— WHAT THE TASK REQUIRES —
Render the rows below as a Markdown table with two columns, No. and Text, giving each row's number and its full line and leaving out blank lines.

— STORED ROWS —
──────────────────────────────

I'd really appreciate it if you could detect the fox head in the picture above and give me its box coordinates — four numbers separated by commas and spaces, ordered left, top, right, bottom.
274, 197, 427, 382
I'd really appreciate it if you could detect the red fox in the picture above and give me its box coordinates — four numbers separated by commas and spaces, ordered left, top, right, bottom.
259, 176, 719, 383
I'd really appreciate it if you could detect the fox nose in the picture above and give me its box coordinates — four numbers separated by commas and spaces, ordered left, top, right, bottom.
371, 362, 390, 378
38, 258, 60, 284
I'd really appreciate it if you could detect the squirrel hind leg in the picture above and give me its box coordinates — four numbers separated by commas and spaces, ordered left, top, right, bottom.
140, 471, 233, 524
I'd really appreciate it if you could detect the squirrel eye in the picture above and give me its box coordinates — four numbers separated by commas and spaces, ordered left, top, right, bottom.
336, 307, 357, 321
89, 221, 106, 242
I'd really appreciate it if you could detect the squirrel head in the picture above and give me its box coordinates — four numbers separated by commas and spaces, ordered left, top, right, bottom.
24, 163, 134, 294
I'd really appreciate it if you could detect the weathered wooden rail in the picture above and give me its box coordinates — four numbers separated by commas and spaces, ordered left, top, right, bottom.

──────────────────────────────

— OUTPUT FOR THIS EXERCISE —
| No. | Text |
|---|---|
| 1 | I'd really appreciate it if you could detect the fox head in the picture above and give me its box coordinates — four numbers separated by commas and spaces, ordered left, top, right, bottom. |
| 2 | 274, 197, 427, 382 |
| 3 | I'd really appreciate it if you could detect the red fox in the picture above and give me its box coordinates — four numbers separated by commas and spaces, ordered left, top, right, bottom. |
| 4 | 259, 176, 719, 383 |
| 5 | I'd really appreciate it if you could detect the fox nose in the picture above and give me its box coordinates — four numbers separated by commas and spaces, ordered left, top, right, bottom. |
| 6 | 371, 362, 390, 378 |
| 7 | 38, 258, 60, 284 |
| 8 | I'd really appreciate it if you could detect the squirrel hind leg in the picture above and give me its box coordinates — four numbers separated by commas and spaces, ordered left, top, right, bottom. |
| 9 | 140, 471, 233, 524 |
| 10 | I'd really appreciate it if you could detect the squirrel eye in the picture above and give me its box coordinates — four numbers separated by commas and spaces, ordered left, top, right, bottom. |
| 11 | 336, 307, 357, 321 |
| 12 | 89, 221, 106, 242 |
| 13 | I'd really appreciate it if you could detect the squirrel head in the picture above and give me its box coordinates — four numbers separated by commas and spaces, ordered left, top, right, bottom. |
| 14 | 24, 163, 134, 294 |
| 15 | I'd really appreciate it if you could detect the weathered wooden rail in the picture above and give me its box coordinates — four numbers separated by commas and spaces, ordered left, top, right, bottom. |